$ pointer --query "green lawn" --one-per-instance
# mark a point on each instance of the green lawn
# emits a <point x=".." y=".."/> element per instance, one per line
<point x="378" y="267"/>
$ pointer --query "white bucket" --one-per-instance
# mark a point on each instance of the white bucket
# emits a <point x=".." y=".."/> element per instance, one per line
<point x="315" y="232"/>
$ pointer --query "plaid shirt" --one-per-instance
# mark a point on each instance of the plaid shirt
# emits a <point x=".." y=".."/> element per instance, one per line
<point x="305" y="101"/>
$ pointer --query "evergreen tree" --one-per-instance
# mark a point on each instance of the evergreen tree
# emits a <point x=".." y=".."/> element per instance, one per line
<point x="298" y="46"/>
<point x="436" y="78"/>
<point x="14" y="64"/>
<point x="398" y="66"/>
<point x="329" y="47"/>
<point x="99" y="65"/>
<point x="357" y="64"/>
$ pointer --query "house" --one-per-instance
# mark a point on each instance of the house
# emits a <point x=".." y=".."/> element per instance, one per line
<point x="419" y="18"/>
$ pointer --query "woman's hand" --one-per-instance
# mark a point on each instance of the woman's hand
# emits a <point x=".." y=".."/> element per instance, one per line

> [Exercise directions]
Give the number of lines in the records that contain the word "evergreen", and write nothing else.

> [Task answer]
2